TEXT PROVIDED below:
Title:		Biodegradation of toluene using Candida tropicalis immobilized on polymer matrices in fluidized bed bioreactors
Author(s):		Song J; Namgung H; Ahmed Z;
Address:		"Department of Civil and Environmental Engineering, Sejong University, Kwangjin-gu, Seoul, 143-747, South Korea"
Journal Title:		J Hazard Mater
Year:		2012
Volume:		20120928
Issue:
Page Number:		316 - 322
DOI:		10.1016/j.jhazmat.2012.09.049
ISSN/ISBN:		1873-3336 (Electronic) 0304-3894 (Linking)
End of TEXT PROVIDED.
EXERCISES TO COMPLETE:
A – From the toluene biodegradation citation:
(i) Which organism was immobilized on polymer matrices?
(ii) Which university department appears in the address?
(iii) What page range is listed?
B – How would you put the title of the toluene biodegradation citation, "Biodegradation of toluene using Candida tropicalis immobilized on polymer matrices in fluidized bed bioreactors", into Spanish?
The items that come next are from a different source.
DATA SHOWN below:
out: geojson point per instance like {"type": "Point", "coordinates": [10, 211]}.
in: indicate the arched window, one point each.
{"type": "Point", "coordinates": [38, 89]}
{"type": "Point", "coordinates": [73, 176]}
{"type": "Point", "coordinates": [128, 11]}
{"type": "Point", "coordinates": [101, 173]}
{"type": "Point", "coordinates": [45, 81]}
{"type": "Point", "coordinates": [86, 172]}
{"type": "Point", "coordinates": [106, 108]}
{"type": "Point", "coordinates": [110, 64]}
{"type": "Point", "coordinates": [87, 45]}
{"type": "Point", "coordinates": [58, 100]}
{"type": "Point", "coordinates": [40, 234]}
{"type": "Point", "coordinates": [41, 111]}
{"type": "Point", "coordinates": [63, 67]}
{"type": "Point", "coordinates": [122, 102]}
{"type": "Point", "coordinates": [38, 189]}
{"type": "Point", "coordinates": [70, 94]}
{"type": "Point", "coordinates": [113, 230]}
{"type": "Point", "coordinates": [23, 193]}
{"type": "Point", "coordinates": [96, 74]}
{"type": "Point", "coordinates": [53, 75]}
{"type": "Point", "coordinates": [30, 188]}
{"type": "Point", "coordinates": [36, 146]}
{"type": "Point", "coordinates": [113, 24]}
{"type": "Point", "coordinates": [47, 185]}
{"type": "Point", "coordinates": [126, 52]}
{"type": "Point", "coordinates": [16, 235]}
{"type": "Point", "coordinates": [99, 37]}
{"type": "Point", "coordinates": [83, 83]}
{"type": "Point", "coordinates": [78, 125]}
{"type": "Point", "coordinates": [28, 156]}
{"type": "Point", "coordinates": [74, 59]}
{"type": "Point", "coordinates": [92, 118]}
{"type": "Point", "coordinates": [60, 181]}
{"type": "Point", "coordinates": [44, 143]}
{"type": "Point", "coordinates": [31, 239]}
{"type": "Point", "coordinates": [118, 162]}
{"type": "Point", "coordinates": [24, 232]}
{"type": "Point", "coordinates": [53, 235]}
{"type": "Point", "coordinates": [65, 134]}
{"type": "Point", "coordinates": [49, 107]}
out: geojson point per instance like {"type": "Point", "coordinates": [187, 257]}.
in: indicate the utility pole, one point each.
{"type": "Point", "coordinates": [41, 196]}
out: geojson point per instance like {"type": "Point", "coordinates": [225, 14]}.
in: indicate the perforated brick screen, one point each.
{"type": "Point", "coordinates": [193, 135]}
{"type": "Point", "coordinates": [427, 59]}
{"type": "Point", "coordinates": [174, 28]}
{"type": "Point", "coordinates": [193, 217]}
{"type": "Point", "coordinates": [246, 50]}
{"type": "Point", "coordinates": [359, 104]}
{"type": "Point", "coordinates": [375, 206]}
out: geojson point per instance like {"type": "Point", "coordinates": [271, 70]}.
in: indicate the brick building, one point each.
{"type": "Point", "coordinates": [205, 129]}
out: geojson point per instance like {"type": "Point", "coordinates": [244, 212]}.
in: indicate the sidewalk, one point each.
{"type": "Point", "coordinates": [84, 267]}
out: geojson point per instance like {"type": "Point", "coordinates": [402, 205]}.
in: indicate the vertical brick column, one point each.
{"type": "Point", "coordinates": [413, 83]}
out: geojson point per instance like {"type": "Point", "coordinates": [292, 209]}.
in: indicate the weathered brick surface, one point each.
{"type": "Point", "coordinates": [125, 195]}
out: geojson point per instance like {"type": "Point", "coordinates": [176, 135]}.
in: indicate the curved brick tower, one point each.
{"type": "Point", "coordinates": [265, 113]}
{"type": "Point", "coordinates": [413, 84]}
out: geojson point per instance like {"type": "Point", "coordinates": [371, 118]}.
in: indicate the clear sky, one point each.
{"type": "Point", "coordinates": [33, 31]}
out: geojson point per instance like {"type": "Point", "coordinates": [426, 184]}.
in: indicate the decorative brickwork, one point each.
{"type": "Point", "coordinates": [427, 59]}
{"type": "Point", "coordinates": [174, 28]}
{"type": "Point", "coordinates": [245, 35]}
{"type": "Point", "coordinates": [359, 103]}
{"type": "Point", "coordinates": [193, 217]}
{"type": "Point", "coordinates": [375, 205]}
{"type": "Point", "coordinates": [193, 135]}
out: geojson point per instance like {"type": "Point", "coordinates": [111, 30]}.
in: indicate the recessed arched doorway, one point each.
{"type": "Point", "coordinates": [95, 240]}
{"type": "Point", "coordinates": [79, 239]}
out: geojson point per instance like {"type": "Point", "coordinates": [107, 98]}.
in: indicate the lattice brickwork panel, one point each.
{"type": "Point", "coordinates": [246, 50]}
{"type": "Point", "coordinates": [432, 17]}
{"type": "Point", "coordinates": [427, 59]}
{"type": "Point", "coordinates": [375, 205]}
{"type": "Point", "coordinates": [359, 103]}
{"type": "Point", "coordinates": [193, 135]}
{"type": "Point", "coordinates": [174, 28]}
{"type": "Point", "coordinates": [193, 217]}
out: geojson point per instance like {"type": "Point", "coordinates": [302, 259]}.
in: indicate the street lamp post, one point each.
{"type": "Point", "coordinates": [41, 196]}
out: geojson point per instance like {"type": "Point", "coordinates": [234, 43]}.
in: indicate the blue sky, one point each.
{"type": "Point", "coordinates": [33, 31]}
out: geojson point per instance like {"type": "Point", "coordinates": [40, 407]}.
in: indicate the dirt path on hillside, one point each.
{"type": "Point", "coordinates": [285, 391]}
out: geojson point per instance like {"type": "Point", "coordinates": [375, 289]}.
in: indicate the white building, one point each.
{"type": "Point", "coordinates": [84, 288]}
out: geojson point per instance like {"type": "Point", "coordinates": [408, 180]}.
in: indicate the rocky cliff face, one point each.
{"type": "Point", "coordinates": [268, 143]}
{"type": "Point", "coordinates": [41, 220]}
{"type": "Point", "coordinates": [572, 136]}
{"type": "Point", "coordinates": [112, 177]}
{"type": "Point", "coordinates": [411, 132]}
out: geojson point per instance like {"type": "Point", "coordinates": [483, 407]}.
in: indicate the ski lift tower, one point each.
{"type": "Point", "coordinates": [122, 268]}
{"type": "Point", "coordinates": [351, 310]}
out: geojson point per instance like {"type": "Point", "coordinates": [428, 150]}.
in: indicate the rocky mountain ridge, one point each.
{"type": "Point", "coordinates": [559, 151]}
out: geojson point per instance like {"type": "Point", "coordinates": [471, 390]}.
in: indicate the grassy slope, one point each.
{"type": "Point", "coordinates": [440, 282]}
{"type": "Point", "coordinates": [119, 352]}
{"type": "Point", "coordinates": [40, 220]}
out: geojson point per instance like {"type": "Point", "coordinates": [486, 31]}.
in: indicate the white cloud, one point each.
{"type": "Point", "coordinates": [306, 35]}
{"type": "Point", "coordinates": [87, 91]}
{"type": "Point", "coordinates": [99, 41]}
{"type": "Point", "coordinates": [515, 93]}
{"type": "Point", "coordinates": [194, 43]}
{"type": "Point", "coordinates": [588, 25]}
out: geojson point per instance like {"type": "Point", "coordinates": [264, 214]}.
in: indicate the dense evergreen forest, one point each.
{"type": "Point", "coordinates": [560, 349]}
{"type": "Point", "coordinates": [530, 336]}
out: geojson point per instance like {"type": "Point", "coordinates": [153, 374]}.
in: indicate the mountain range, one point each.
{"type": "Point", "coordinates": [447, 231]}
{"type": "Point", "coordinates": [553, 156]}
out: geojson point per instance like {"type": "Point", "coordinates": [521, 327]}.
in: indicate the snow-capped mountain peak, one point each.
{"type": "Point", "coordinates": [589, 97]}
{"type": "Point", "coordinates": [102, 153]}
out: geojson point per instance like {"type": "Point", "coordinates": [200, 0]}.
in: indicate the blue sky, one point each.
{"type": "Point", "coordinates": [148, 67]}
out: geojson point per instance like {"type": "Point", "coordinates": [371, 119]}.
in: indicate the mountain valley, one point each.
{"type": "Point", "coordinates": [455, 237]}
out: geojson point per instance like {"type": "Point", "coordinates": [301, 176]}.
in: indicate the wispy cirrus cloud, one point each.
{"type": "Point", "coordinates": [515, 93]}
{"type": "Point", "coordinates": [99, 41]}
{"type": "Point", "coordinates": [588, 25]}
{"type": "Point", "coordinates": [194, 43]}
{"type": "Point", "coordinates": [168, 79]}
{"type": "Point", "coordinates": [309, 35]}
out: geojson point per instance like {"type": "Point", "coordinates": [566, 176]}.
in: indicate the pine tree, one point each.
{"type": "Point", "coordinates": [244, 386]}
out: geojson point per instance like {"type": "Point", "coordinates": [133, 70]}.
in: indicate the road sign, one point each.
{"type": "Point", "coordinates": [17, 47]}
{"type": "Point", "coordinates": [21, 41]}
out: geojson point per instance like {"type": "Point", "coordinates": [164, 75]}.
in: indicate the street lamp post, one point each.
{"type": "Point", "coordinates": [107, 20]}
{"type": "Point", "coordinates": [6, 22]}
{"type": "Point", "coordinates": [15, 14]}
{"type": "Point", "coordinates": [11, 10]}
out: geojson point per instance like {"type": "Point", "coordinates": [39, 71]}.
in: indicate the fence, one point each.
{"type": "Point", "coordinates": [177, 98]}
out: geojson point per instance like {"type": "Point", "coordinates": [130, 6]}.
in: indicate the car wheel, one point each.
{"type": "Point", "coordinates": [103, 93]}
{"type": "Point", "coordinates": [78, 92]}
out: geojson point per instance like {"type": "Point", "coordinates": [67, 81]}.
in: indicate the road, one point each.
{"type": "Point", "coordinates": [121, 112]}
End of DATA SHOWN.
RESPONSES PER TASK:
A –
(i) Candida tropicalis
(ii) Department of Civil and Environmental Engineering, Sejong University
(iii) 316 - 322

B – Biodegradación de tolueno mediante Candida tropicalis inmovilizada en matrices poliméricas en biorreactores de lecho fluidizado